| LIST OF TASKS |
1) In the step 1 proof, what does the argument pass to once the sets for a fixed z cover the preimage of y_1?
2) In the step 1 proof, rewrite the passage that begins at the words "Step 1: For" and stops after "completed step 1.", swapping "disjoint" for "non-overlapping".
3) Carry the step 1 proof further from its final sentence.

## Begin QUOTED PASSAGE

Step 1: For each $z \in p^{-1}(y_2)$, we will separate $z$ from $p^{-1}(y_1)$. That is, we will construct an open neighborhood $B(z)$ of $z$ and an open set $A(z)$ containing $p^{-1}(y_1)$, such that $A(z)$ and $B(z)$ are disjoint. Here is the construction:

For each pair of points $x \in p^{-1}(y_1)$, $z \in p^{-1}(y_2)$, we can choose open disjoint neighborhoods $A_{xz}$ and $B_{xz}$, containing $x$ and $z$, respectively. For fixed $z$, $A_{xz}$ is a cover of $p^{-1}(y_1)$, and we may pass to a finite subcover $A_{x_iz}$. Now define $$A(z) = \bigcup_i A_{x_iz} \ \ \ \ \ B(z) = \bigcap_i B_{x_iz}.$$ Then $A(z)$ is an open set containing $p^{-1}(y_1)$ and $B(z)$ is an open neighborhood of $z$. Moreover, if $u \in B(z)$, then $u \in B_{x_iz}$ for all $i$, hence $u \notin A_{x_iz}$ for any $i$, hence $u \notin A(z)$. Thus we have completed step 1.

## End QUOTED PASSAGE
## Begin ENTRIES SUPPLIED

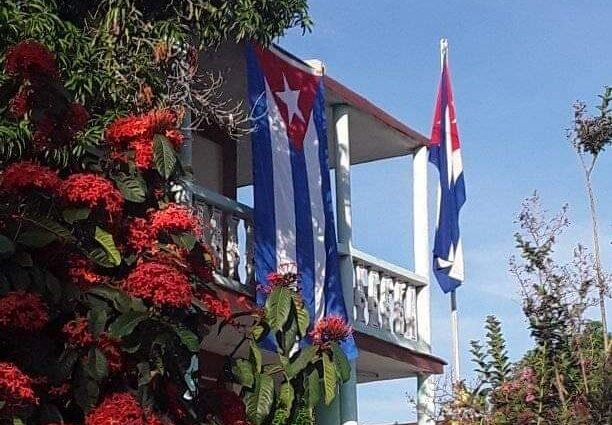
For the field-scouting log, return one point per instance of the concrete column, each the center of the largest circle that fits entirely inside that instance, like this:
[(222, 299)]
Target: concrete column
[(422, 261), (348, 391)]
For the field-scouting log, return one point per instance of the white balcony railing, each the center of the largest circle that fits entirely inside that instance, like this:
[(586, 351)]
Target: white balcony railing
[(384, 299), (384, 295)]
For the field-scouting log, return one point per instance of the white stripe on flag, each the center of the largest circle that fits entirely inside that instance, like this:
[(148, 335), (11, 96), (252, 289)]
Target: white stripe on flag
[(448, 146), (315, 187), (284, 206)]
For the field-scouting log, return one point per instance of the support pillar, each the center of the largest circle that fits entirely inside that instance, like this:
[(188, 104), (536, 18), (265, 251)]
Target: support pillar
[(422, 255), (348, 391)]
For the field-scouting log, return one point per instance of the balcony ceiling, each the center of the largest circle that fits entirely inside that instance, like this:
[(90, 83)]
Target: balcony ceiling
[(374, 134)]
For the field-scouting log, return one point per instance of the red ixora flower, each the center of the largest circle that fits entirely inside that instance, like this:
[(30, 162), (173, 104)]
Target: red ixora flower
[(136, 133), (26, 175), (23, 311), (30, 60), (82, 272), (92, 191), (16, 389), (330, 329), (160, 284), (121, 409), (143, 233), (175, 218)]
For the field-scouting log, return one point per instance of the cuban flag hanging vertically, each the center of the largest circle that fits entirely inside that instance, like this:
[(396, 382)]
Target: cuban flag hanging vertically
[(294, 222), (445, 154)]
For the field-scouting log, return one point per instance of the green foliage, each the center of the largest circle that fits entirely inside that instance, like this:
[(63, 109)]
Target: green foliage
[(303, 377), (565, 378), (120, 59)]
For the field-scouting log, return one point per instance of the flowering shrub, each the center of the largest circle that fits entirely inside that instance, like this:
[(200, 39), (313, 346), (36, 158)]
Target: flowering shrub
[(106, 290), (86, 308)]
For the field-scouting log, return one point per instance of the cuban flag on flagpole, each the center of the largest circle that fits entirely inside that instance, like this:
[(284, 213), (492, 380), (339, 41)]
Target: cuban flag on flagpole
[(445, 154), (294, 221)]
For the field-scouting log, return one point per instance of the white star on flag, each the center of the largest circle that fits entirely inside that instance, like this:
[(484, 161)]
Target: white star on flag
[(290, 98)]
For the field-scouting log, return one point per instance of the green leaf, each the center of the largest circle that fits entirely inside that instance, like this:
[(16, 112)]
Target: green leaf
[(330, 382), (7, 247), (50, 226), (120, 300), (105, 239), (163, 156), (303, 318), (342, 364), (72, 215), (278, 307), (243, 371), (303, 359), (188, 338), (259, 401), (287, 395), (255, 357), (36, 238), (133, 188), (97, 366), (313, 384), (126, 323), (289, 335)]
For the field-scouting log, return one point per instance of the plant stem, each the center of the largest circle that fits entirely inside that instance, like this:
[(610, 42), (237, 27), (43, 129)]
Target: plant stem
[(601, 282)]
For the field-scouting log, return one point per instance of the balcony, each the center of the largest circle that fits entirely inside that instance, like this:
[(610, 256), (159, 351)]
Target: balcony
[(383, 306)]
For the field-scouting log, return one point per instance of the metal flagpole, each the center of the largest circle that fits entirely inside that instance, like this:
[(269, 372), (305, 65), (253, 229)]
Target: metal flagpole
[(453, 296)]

## End ENTRIES SUPPLIED
## Begin ENTRIES SUPPLIED

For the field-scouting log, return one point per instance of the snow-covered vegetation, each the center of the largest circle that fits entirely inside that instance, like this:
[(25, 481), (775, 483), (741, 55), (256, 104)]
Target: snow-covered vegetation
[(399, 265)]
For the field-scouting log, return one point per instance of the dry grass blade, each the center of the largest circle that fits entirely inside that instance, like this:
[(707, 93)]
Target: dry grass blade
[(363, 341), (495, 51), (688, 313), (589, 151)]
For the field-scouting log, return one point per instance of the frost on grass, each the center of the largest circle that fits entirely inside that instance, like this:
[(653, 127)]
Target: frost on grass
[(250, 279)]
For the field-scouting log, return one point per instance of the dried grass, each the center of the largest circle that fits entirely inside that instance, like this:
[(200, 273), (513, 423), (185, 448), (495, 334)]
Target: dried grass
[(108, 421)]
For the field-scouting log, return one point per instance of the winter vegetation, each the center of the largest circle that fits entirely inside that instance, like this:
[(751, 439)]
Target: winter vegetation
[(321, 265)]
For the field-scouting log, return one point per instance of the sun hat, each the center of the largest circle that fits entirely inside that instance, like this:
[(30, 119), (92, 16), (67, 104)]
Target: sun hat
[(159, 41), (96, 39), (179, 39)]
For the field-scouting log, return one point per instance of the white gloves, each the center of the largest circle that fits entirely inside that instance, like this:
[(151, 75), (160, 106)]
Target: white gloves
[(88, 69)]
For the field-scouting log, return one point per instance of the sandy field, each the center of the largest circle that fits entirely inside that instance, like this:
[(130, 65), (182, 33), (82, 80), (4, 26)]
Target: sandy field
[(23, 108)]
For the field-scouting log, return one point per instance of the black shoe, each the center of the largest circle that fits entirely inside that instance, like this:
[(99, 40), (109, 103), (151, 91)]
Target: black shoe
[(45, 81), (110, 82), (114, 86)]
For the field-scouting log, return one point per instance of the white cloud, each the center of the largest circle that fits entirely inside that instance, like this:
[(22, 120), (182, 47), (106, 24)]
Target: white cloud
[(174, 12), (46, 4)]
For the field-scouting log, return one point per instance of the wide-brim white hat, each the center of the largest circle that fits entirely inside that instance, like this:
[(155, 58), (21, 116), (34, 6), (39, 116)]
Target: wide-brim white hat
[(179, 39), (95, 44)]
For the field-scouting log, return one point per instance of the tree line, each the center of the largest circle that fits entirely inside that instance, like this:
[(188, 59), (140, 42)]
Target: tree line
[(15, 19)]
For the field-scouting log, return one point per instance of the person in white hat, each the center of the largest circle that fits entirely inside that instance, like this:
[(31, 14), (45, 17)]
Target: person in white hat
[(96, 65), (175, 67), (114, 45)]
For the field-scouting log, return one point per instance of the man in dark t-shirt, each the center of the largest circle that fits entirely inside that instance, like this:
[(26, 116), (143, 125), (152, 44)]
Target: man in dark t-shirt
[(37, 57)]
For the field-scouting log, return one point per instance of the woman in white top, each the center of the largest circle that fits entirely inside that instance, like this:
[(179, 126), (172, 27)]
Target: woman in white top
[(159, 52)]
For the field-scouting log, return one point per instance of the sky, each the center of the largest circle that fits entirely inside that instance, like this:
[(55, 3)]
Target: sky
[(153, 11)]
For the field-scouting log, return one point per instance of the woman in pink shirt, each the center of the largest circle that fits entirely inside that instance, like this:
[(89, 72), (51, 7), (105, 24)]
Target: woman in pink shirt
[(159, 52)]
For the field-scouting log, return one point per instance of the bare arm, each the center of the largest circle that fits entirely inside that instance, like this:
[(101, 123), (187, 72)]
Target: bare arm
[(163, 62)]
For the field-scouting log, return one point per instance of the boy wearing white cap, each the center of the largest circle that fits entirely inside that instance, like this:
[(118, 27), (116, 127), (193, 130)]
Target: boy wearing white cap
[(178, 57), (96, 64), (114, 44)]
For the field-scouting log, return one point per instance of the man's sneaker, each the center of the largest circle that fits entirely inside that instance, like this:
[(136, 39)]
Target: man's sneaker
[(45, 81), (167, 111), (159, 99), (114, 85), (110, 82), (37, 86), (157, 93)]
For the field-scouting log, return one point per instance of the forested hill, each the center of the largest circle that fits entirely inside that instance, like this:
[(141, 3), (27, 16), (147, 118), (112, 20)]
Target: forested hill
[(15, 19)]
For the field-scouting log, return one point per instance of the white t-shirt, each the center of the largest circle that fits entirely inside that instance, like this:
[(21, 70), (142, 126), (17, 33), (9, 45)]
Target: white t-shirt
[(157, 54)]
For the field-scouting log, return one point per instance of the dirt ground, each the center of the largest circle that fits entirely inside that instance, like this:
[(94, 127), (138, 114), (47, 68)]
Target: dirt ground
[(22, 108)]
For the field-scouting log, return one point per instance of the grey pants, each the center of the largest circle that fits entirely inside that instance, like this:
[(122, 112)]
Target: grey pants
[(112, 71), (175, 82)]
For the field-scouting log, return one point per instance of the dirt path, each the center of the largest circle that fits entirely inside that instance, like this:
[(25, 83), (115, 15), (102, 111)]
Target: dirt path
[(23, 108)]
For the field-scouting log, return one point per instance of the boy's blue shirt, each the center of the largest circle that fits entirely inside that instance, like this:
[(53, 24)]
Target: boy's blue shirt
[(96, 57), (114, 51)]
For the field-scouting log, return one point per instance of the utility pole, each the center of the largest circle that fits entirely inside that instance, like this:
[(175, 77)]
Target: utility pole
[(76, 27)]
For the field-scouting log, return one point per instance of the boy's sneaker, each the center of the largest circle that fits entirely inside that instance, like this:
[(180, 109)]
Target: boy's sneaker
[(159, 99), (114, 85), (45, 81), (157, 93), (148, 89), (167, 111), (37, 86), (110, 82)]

## End ENTRIES SUPPLIED
## Begin ENTRIES SUPPLIED

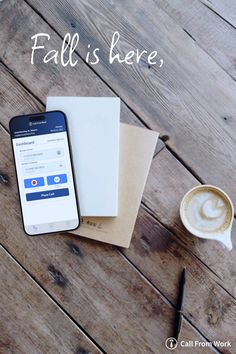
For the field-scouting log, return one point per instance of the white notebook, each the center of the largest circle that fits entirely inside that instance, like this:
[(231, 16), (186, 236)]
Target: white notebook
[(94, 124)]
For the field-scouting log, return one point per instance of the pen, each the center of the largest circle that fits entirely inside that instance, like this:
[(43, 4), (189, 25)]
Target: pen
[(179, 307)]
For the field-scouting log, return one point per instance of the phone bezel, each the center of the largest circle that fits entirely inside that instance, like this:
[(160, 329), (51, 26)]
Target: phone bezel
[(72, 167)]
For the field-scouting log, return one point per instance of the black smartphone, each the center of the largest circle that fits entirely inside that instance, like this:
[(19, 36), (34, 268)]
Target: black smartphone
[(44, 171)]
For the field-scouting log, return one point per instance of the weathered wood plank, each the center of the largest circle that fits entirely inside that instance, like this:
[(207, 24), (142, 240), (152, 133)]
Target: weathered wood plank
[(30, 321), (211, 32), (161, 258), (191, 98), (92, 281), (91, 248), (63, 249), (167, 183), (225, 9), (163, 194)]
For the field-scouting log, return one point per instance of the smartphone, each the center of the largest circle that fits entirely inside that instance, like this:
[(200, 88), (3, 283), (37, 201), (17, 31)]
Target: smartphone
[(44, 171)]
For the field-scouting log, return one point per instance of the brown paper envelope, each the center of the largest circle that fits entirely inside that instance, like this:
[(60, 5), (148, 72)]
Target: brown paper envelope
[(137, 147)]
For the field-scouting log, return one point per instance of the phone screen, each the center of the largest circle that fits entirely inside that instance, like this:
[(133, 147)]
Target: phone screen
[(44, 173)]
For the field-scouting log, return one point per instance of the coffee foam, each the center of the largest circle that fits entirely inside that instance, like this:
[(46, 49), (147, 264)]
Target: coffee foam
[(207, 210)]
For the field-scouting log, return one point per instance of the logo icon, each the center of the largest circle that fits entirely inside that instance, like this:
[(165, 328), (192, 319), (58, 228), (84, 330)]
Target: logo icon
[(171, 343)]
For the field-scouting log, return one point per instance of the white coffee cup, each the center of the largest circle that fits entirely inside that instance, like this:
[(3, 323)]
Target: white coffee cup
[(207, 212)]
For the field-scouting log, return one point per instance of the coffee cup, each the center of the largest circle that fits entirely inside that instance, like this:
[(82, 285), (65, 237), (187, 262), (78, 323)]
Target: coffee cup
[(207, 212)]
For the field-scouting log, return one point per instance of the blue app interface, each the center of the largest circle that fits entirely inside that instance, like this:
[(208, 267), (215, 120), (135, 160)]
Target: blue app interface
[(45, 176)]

## End ENTRIES SUPPLIED

| EXPECTED ANSWERS |
1) A finite subcover, $A_{x_iz}$.

2)
Step 1: For each $z \in p^{-1}(y_2)$, we will separate $z$ from $p^{-1}(y_1)$. That is, we will construct an open neighborhood $B(z)$ of $z$ and an open set $A(z)$ containing $p^{-1}(y_1)$, such that $A(z)$ and $B(z)$ are non-overlapping. Here is the construction:

For each pair of points $x \in p^{-1}(y_1)$, $z \in p^{-1}(y_2)$, we can choose open non-overlapping neighborhoods $A_{xz}$ and $B_{xz}$, containing $x$ and $z$, respectively. For fixed $z$, $A_{xz}$ is a cover of $p^{-1}(y_1)$, and we may pass to a finite subcover $A_{x_iz}$. Now define $$A(z) = \bigcup_i A_{x_iz} \ \ \ \ \ B(z) = \bigcap_i B_{x_iz}.$$ Then $A(z)$ is an open set containing $p^{-1}(y_1)$ and $B(z)$ is an open neighborhood of $z$. Moreover, if $u \in B(z)$, then $u \in B_{x_iz}$ for all $i$, hence $u \notin A_{x_iz}$ for any $i$, hence $u \notin A(z)$. Thus we have completed step 1.

3)
Step 2: Here we construct open disjoint sets $A_1$ containing $p^{-1}(y_1)$ and $A_2$ containing $p^{-1}(y_2)$.

The sets $B(z)$ constructed above give a cover of $p^{-1}(y_2)$, so we may pass to a finite subcover $B(z_i)$. Now define $$A_1 = \bigcap_i A(z_i) \ \ \ \ \ A_2 = \bigcup_i B(z_i).$$ Then $A_1$ is an open set containing $p^{-1}(y_1)$ and $A_2$ is an open set containing $p^{-1}(y_2)$. Now if $v \in A_1$, then $v \in A(z_i)$ for all $i$, hence $v \notin B(z_i)$ for any $i$, hence $v \notin A_2$. Therefore $A_1$ and $A_2$ are disjoint.

Answer 2

Let $a\neq b\in Y$, $p^{-1}(a)$ and $p^{-1}(b)$ exist by surjectivity of $p$ and we have by assumption that $p^{-1}(a)$ and $p^{-1}(b)$ are compact.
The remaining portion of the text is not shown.